WORK REQUIRED
Rescale the items below by writing out every line again, requests included, with each point coordinate in the answers multiplied by 0.55 and rounded to a whole number, halves up. Leave the pictures out of your answer.

DATASET ENTRIES
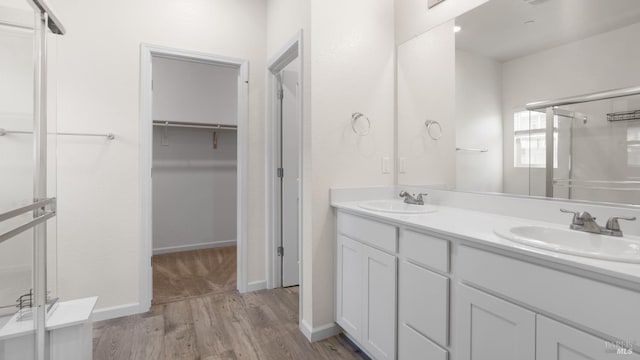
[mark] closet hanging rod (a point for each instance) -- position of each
(603, 95)
(472, 150)
(195, 126)
(4, 132)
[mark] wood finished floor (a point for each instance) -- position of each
(212, 321)
(183, 275)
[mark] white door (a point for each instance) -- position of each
(556, 341)
(290, 164)
(350, 286)
(380, 304)
(494, 329)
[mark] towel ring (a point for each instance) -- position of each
(354, 118)
(431, 124)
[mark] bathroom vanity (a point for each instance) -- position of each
(443, 285)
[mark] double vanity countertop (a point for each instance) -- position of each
(479, 228)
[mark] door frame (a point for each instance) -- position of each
(147, 52)
(292, 51)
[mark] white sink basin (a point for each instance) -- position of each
(397, 207)
(622, 249)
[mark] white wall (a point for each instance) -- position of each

RESULT FOR THIS EXERCISE
[mark] closet hanging rod (a point for each instance) -- position of each
(332, 52)
(260, 83)
(107, 69)
(2, 73)
[mark] wood finished floor (a point for each instance) -- position of each
(117, 177)
(101, 151)
[mark] white door (a point for each instance) -- position of each
(306, 188)
(160, 90)
(193, 157)
(209, 167)
(272, 181)
[mark] towel ring (a point for each instance) -- position of each
(195, 65)
(237, 68)
[mark] bathroom vanity (a point for each instance) -- position of each
(244, 157)
[mark] double vanity countertop (a point for each instance) -- position of each
(263, 125)
[mark] door frame (a point for each instance) -- position of each
(81, 29)
(161, 28)
[mark] white sink basin (a point for each instance) -- position of each
(218, 114)
(342, 137)
[mark] white wall (a point for each instance) -- position of each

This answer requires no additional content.